▶ The task: Repeat the lines of the listing below exactly, starting with its first line and going on through the line that contains "point(661, 273)", including both ends. Leave the pictures out of your answer.

── Recorded information

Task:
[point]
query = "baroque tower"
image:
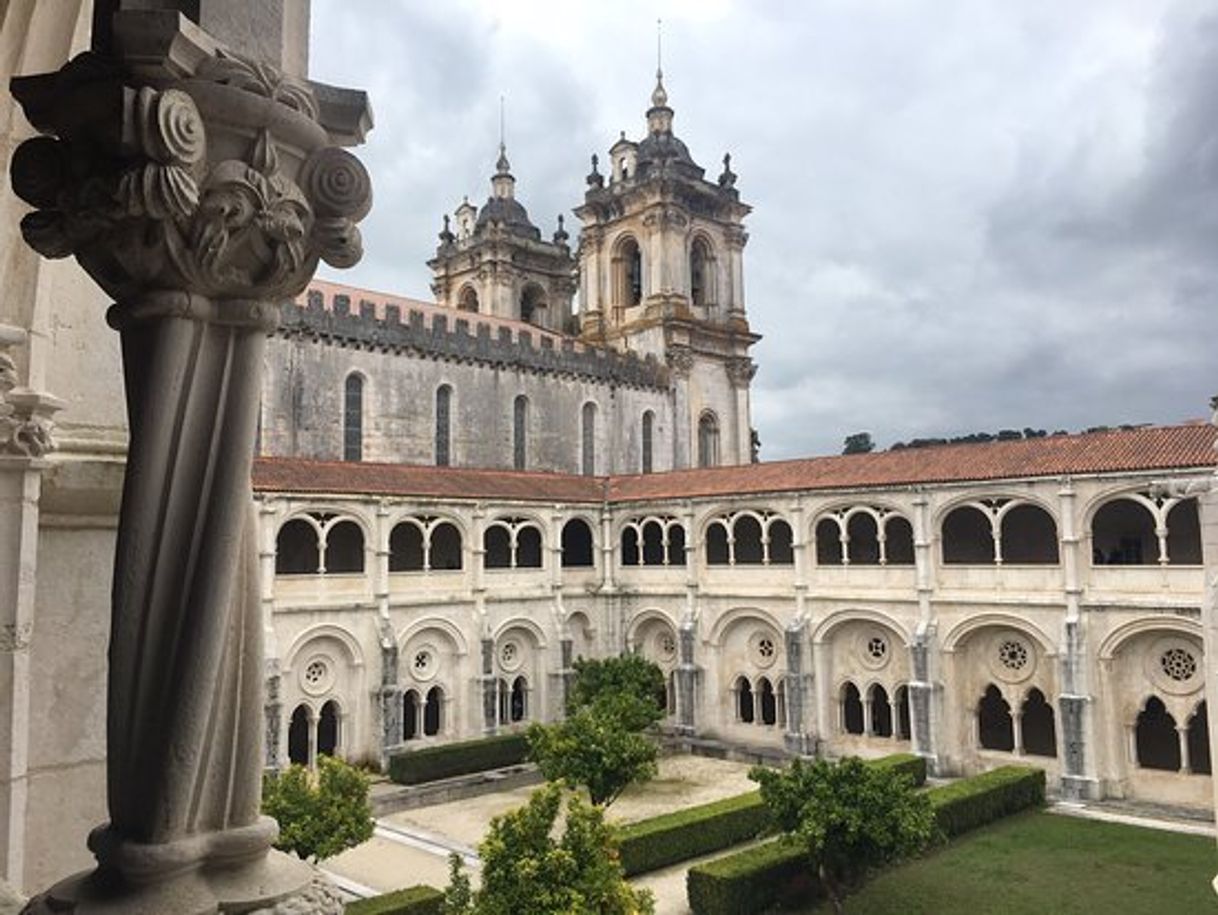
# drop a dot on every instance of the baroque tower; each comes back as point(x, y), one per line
point(497, 263)
point(661, 273)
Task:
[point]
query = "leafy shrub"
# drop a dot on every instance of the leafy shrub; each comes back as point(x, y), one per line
point(451, 759)
point(412, 900)
point(318, 815)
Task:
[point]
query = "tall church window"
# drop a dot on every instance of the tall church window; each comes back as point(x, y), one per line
point(519, 431)
point(699, 273)
point(353, 418)
point(648, 438)
point(443, 425)
point(588, 438)
point(468, 300)
point(708, 440)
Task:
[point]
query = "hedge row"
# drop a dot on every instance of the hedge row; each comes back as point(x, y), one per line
point(412, 900)
point(755, 879)
point(665, 840)
point(450, 759)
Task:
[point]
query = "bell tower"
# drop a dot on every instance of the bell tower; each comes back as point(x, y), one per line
point(660, 260)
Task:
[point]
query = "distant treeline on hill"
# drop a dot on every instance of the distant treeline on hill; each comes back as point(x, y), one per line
point(1004, 435)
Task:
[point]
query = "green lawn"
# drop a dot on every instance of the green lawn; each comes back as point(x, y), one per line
point(1049, 864)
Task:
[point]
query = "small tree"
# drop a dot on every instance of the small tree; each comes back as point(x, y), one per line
point(596, 747)
point(526, 870)
point(859, 444)
point(630, 682)
point(318, 815)
point(848, 815)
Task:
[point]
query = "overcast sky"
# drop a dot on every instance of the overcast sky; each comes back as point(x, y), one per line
point(967, 215)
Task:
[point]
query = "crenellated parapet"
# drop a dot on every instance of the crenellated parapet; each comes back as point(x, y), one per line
point(502, 345)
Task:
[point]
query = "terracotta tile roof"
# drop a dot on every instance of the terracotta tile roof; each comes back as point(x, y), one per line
point(1147, 448)
point(352, 478)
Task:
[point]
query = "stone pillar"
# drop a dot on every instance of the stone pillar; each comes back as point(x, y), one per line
point(24, 442)
point(199, 189)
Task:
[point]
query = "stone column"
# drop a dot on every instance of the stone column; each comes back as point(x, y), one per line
point(199, 189)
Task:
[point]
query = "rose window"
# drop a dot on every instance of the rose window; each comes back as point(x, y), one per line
point(1012, 654)
point(1178, 664)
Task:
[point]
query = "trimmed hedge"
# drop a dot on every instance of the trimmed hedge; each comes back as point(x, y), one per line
point(758, 877)
point(660, 841)
point(412, 900)
point(990, 796)
point(687, 833)
point(450, 759)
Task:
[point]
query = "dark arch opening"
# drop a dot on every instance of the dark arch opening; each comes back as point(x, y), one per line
point(747, 533)
point(528, 547)
point(432, 712)
point(994, 725)
point(1123, 534)
point(1199, 741)
point(497, 547)
point(445, 547)
point(881, 712)
point(851, 709)
point(577, 544)
point(1029, 536)
point(1037, 724)
point(345, 547)
point(328, 729)
point(406, 547)
point(898, 541)
point(296, 548)
point(1157, 743)
point(297, 736)
point(967, 537)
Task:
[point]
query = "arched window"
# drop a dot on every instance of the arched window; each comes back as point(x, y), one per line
point(528, 547)
point(708, 440)
point(296, 551)
point(1199, 741)
point(903, 713)
point(1029, 536)
point(1037, 725)
point(445, 547)
point(519, 431)
point(297, 736)
point(747, 534)
point(851, 708)
point(353, 418)
point(648, 439)
point(967, 537)
point(328, 729)
point(699, 273)
point(588, 439)
point(345, 547)
point(532, 305)
point(443, 425)
point(994, 725)
point(769, 704)
point(881, 712)
point(406, 547)
point(1123, 534)
point(468, 300)
point(744, 699)
point(629, 264)
point(434, 712)
point(576, 544)
point(781, 550)
point(409, 715)
point(519, 707)
point(898, 541)
point(1155, 737)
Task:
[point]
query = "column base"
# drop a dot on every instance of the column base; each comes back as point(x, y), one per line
point(275, 885)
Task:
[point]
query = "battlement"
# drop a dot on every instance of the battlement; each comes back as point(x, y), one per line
point(446, 334)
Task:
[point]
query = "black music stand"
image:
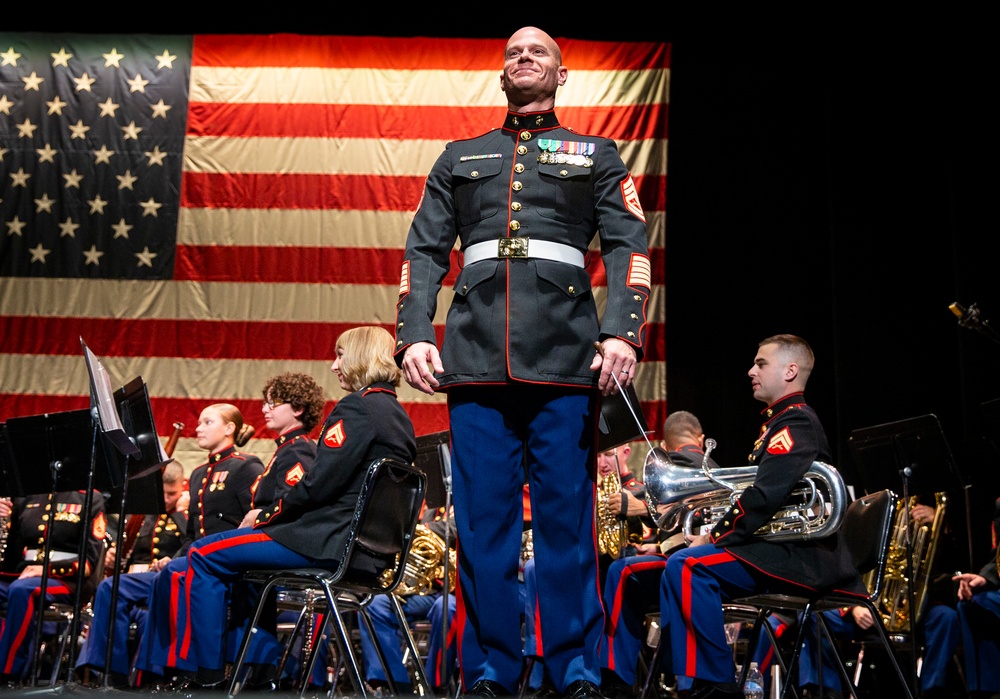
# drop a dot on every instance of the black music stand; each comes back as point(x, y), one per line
point(912, 454)
point(50, 453)
point(621, 420)
point(140, 490)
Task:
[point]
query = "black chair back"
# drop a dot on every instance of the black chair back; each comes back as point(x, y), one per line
point(382, 527)
point(867, 529)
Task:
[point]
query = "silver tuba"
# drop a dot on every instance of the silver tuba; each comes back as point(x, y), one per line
point(678, 497)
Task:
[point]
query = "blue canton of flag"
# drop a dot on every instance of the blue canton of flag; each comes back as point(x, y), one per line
point(91, 145)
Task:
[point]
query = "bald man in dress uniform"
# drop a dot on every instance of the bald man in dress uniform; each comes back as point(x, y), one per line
point(518, 361)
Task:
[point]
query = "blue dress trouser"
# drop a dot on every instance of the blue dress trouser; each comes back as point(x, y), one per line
point(939, 628)
point(390, 638)
point(980, 624)
point(501, 436)
point(17, 637)
point(130, 606)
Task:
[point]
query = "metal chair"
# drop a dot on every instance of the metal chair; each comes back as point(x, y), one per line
point(373, 562)
point(867, 529)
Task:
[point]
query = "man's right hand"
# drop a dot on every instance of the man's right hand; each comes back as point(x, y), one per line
point(418, 361)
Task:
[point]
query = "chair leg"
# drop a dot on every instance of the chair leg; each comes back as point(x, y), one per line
point(418, 665)
point(654, 666)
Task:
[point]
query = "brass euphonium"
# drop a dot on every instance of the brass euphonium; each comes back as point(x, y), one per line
point(425, 564)
point(894, 604)
point(612, 530)
point(678, 497)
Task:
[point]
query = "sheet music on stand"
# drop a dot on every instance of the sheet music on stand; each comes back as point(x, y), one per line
point(101, 396)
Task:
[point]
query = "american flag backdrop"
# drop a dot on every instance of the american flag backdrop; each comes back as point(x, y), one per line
point(208, 211)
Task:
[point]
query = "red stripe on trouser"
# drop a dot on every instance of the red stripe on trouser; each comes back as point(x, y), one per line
point(29, 614)
point(616, 608)
point(221, 545)
point(691, 646)
point(174, 594)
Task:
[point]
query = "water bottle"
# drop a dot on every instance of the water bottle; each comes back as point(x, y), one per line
point(753, 688)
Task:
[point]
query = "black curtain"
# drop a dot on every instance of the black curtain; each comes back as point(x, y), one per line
point(840, 187)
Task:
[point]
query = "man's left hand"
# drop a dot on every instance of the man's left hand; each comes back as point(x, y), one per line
point(616, 358)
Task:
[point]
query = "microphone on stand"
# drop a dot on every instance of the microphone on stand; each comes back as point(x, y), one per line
point(969, 318)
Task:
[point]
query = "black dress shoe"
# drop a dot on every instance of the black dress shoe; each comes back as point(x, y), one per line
point(582, 689)
point(487, 689)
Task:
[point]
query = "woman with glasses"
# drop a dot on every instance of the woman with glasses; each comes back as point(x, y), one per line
point(308, 525)
point(222, 492)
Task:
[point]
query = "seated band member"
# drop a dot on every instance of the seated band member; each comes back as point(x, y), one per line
point(632, 584)
point(425, 603)
point(979, 614)
point(308, 526)
point(732, 561)
point(34, 522)
point(160, 537)
point(221, 494)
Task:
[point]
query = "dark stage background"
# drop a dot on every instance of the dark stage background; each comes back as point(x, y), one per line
point(831, 175)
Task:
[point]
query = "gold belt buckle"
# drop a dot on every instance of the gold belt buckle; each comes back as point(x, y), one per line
point(513, 247)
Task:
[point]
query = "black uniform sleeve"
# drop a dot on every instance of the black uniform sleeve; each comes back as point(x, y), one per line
point(793, 444)
point(342, 451)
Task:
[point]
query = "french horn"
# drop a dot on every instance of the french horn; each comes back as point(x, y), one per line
point(679, 497)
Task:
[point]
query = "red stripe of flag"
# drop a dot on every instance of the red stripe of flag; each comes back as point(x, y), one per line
point(418, 53)
point(202, 339)
point(405, 122)
point(345, 192)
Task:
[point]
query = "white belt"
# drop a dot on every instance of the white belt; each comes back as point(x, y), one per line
point(35, 555)
point(523, 248)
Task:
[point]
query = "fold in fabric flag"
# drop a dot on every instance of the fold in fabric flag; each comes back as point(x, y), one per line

────

▶ Final result:
Task:
[point]
query = "baroque tower"
image:
# drop a dot on every instance of the baroque tower; each comes back as point(x, y), one per line
point(497, 263)
point(661, 273)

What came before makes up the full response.